:: SUPPLIED PASSAGE ::
>> START
[ale] [OT] securing sensitive data

J.M. Taylor jtaylor at onlinea.com
Fri Jan 23 14:02:11 EST 2004


All:

I'm building an application that at the very minimum needs to be HIPAA 
compliant (HIPPAA? i can't remember the stupid acronym).  I have the 
luxury of a private, non-internet-connected network and plan to do a hardened 
linux server running mysql to store the data.  As to the front-end, I 
would prefer a web app but it's up to my client and how they feel that 
would be percieved security-wise.  If I don't do a web app, I'm going to 
do a perlTK app, because I know I can secure either of those things.  The 
clients are all Windows of various vintages.  Physical security is nearly 
nil, but I can probably manage to store the server in a locked closet.
>> END
:: WORK TO COMPLETE ::
(a) Name every operating system and software product mentioned in the mailing list post.
(b) Echo the mailing list post word for word, from "I'm building an" up to and including "a locked closet.".
(c) Rewrite the paragraph of the mailing list post that begins "I'm building an application" as a short bulleted list, keeping its main facts.

:: LISTED RECORDS ::
>> START
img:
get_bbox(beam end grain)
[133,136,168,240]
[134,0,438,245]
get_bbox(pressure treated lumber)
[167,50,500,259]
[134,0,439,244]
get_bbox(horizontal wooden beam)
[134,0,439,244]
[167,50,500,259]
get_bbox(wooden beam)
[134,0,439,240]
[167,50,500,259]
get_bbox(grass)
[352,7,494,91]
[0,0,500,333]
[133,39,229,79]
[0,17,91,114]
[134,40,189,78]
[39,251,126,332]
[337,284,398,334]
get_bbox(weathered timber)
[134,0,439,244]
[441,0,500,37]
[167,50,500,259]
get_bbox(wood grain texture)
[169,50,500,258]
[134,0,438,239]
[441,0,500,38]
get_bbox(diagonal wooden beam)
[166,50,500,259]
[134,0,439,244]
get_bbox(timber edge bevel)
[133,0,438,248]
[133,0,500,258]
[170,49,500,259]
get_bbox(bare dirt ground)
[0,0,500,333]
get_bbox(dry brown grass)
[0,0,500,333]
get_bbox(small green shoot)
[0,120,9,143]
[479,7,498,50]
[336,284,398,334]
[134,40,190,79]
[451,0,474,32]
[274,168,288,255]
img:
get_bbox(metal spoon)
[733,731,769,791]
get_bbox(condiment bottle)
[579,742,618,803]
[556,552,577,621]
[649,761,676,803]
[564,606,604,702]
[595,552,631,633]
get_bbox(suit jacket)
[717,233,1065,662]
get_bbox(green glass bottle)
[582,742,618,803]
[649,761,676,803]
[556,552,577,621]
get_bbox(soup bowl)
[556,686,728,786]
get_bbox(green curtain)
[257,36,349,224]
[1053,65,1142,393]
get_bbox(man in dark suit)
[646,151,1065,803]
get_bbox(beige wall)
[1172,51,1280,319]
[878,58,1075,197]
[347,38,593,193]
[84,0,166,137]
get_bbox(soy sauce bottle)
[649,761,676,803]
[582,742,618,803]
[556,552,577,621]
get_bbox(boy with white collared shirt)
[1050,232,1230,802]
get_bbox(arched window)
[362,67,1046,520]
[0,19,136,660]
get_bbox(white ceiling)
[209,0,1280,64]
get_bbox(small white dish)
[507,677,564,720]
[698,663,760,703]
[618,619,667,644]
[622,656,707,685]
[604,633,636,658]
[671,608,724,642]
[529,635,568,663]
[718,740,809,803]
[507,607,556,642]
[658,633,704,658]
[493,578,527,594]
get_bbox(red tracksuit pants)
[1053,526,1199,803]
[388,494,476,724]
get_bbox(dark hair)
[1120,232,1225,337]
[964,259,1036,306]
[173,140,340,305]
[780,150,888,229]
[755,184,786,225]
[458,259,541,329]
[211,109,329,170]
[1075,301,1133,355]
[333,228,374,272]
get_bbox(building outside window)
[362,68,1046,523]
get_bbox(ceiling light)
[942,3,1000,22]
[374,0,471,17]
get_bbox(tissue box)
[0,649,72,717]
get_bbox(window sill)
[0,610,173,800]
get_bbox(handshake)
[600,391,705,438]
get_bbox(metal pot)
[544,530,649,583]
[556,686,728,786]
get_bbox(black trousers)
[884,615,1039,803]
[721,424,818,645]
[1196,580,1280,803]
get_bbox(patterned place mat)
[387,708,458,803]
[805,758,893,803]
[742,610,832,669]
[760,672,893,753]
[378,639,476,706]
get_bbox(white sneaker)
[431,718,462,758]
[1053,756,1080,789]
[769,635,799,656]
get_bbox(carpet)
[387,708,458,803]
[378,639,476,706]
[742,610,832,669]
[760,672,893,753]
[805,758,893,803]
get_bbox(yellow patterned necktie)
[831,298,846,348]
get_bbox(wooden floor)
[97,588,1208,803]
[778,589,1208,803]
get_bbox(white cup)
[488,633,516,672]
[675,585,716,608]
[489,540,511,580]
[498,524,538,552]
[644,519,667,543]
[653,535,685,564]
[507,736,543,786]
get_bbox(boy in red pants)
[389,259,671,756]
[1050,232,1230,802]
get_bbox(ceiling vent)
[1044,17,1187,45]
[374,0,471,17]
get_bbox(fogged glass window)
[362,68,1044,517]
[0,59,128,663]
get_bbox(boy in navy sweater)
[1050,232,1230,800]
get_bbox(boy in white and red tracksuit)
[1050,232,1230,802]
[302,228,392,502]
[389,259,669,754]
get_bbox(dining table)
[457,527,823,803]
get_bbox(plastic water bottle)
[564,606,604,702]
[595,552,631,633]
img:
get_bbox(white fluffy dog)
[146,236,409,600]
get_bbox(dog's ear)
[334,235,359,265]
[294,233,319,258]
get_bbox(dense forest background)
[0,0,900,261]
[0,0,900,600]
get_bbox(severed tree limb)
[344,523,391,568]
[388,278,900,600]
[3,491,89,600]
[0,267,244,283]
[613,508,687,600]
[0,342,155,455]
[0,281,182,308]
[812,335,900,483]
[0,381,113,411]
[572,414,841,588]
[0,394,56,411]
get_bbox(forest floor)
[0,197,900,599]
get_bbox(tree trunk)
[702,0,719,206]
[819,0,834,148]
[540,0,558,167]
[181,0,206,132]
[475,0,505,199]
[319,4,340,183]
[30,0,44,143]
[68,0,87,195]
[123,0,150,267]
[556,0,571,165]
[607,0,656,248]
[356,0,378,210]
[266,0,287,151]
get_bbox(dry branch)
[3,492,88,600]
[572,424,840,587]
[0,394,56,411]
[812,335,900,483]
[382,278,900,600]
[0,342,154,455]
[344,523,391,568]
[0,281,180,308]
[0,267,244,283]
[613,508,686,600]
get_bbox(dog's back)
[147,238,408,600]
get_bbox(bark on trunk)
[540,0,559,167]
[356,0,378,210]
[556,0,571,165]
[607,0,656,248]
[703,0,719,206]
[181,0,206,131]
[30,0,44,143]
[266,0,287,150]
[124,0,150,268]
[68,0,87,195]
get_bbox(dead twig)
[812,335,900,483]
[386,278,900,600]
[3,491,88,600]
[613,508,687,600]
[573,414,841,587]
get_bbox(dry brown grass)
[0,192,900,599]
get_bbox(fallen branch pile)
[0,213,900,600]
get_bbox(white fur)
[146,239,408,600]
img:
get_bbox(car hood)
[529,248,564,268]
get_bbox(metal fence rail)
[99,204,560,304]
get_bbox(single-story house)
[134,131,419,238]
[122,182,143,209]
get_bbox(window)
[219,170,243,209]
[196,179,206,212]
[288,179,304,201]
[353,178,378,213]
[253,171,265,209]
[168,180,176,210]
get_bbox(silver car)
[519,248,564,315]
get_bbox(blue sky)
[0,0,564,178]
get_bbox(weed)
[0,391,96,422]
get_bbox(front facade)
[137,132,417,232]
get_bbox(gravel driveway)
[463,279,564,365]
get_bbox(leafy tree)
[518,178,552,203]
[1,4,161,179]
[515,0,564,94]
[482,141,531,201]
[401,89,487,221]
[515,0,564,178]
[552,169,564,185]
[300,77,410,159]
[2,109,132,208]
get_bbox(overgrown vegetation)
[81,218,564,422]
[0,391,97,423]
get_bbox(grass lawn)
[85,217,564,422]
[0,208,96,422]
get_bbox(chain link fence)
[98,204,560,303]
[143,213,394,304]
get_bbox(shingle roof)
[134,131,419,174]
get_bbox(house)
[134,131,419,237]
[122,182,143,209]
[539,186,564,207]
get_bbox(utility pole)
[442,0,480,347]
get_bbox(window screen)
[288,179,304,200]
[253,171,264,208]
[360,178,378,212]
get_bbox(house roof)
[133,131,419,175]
>> END
:: RESPONSES PER TASK ::
(a)
- linux
- mysql
- perlTK
- Windows

(b)
I'm building an application that at the very minimum needs to be HIPAA 
compliant (HIPPAA? i can't remember the stupid acronym).  I have the 
luxury of a private, non-internet-connected network and plan to do a hardened 
linux server running mysql to store the data.  As to the front-end, I 
would prefer a web app but it's up to my client and how they feel that 
would be percieved security-wise.  If I don't do a web app, I'm going to 
do a perlTK app, because I know I can secure either of those things.  The 
clients are all Windows of various vintages.  Physical security is nearly 
nil, but I can probably manage to store the server in a locked closet.

(c)
- The application must at minimum be HIPAA compliant.
- It will run on a private network with no internet connection.
- The data will be stored in mysql on a hardened linux server.
- The front end will be a web app if the client is comfortable with how that would be perceived security-wise, and a perlTK app otherwise.
- The clients are all Windows machines of various ages.
- Physical security is nearly nil, though the server can probably be kept in a locked closet.